THE PROBLEM →
Repeat the data exactly, leaving out any image.

::::

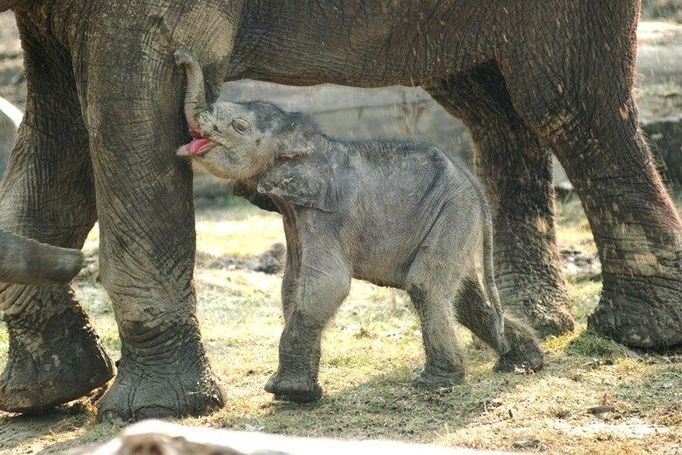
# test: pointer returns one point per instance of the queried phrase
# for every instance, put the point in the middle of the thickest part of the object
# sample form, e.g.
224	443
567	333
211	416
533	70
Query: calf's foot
524	352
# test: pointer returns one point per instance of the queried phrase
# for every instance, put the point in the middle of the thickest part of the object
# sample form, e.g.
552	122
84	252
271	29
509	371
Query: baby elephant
396	214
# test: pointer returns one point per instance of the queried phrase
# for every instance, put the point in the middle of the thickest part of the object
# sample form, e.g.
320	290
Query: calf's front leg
316	282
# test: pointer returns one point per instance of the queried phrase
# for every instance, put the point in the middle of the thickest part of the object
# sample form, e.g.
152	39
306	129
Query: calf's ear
303	179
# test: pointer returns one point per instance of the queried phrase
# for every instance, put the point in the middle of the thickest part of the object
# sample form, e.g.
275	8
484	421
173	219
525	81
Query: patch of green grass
589	344
371	353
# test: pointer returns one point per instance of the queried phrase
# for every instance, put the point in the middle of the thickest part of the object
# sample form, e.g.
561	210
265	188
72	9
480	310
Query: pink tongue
198	144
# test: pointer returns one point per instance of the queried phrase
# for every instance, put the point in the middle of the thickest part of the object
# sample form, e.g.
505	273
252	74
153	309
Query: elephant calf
396	214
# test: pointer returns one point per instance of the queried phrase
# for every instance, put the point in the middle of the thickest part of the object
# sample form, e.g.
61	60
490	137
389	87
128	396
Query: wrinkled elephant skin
104	119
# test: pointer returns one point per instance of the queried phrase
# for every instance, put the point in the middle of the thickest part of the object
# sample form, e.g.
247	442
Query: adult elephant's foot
62	362
162	384
641	312
297	388
524	353
432	378
544	305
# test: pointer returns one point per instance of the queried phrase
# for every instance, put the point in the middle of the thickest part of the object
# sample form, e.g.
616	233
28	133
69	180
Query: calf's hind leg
522	350
312	296
432	282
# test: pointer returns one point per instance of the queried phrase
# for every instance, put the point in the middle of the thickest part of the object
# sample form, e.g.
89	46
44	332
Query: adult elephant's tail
26	261
489	277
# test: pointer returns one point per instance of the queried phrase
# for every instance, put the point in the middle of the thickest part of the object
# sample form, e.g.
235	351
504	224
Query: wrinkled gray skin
103	120
26	261
396	214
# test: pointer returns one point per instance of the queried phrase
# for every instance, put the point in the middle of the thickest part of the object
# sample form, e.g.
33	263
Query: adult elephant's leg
581	105
517	172
48	194
133	102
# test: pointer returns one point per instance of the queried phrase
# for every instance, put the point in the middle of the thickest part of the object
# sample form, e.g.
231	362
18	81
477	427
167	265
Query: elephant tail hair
489	276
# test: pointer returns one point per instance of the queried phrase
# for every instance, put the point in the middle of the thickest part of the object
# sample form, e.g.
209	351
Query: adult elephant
104	118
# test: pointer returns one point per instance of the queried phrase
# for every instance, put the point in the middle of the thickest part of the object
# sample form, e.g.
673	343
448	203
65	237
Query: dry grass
593	396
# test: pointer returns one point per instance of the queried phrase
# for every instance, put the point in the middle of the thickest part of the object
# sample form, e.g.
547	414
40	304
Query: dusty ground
593	396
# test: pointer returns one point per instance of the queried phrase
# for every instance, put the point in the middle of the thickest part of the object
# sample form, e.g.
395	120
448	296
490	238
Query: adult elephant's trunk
26	261
195	97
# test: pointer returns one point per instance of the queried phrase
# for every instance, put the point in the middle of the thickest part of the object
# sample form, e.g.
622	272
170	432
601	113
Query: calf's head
277	153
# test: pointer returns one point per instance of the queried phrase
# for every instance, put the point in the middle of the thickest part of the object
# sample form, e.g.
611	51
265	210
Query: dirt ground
594	396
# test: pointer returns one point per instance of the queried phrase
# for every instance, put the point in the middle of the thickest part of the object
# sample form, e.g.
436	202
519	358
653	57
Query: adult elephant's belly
366	44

::::

EXERCISE OUTPUT →
# test: pointer returns one point per instance of the queried phrase
# for every instance, put the point in the middle of the thickest part of the object
# sample form, e.g.
224	443
567	333
211	416
533	70
Query: calf's foot
524	352
# test: pointer returns one point per instance of the queried phrase
# for every instance, put the point in the middle of the thickest part of the object
# sample form, e.g.
552	122
84	252
271	29
509	371
Query: baby elephant
396	214
# test: pointer returns one point per instance of the queried phrase
# for every instance, put the point in the middle of the thickest part of the object
# sample form, e.g.
320	290
Query: calf's front leg
316	282
# test: pointer returns one point per instance of the queried phrase
# for every instance, put the point in the middle of the thickest part of the object
# sample form, e.g.
152	39
306	129
Query: calf's ear
303	179
# test: pointer returns one point per instance of the queried phrase
# for every instance, put the point in the middle of the thickest part of the object
# sample form, e.g.
275	8
484	421
173	219
525	81
Query: patch of green grass
589	344
371	353
# test: pointer returns one point per instance of the queried phrase
# for every instance, put the point in the middle of the thickest part of the object
# sample form, e.g.
561	210
265	188
72	9
480	310
Query: pink tongue
198	144
# test: pointer returns one point per instance of the queried phrase
# for every instance, put the point in the middle of the thickest part of the object
# sample form, e.g.
505	273
252	74
153	309
Query: elephant calf
396	214
# test: pointer returns one point per instance of the queried phrase
# for every instance, put the point in the middle of the thickest part of the object
# sample form, e.g.
61	60
490	137
389	87
128	396
Query: wrinkled elephant skin
104	119
# test: pointer returns one point per instance of the queried phrase
# for every instance, put the point in the middle of the thickest part of the object
# sample form, e.g.
247	442
Query: adult elephant's foot
62	362
162	384
641	312
297	388
524	353
432	378
544	305
# test: pointer returns one point per instance of the queried phrase
# for every instance, put the point in the middle of the thickest part of the object
# sample form, e.g.
616	233
28	133
69	180
Query: calf's hind leg
522	350
312	296
432	282
# test: pointer returns one point per instance of the queried phrase
# for every instance, put the point in the middle of the thickest part of the object
# sample form, e.g.
89	46
44	332
Query: adult elephant's tail
26	261
489	277
# test: pointer returns one point per instance of the queried phrase
# for every instance, put the point in the middle of the thickest part of the object
# sample form, e.g.
235	351
504	224
Query: wrinkled gray skin
103	120
26	261
396	214
# test: pointer returns one point per instance of the queried phrase
# for every instance, put the point in the middle of the thickest part of the object
# sample form, e.g.
33	263
Query: adult elephant's leg
581	105
517	172
48	194
133	102
# test: pointer returns one point per instance of the queried phrase
# for every instance, put the point in the middle of the thickest part of the object
# sample form, e.g.
231	362
18	81
477	427
167	265
Query: elephant tail hair
489	276
# test: pointer returns one point per instance of the queried phrase
# for every instance, put the point in the middle of the thickest part of the object
# sample form, e.g.
209	351
Query: adult elephant
104	118
# test: pointer returns one point per instance of the queried phrase
# for every instance, put the point in the middle of the thickest part of the object
# sample form, e.g.
673	343
448	203
65	237
Query: dry grass
593	396
# test: pointer returns one point per instance of the queried phrase
# for every instance, put the point in the middle of the thickest part of the object
# sample form, e.g.
547	414
40	304
Query: dusty ground
593	396
# test: pointer returns one point per instance of the queried phrase
# for every instance, put the point in the middle of the thickest part of the object
# sample form, e.g.
395	120
448	296
490	238
Query: adult elephant's trunk
26	261
195	97
# test: pointer returns one point per instance of the queried phrase
# for every instance, put the point in the middle of the thickest part of the object
# sample form, e.g.
622	272
170	432
601	113
Query: calf's head
277	153
# test: pointer returns one point per instance of the queried phrase
# for every instance, put the point in the middle of the thickest part of the object
# sample form, e.g.
611	51
265	210
Query: dirt ground
594	396
# test: pointer returns one point per instance of the queried phrase
# for every instance, put the point in the middle of the thickest part of the object
# sample form, e.g.
436	202
519	358
653	57
Query: adult elephant's belly
366	44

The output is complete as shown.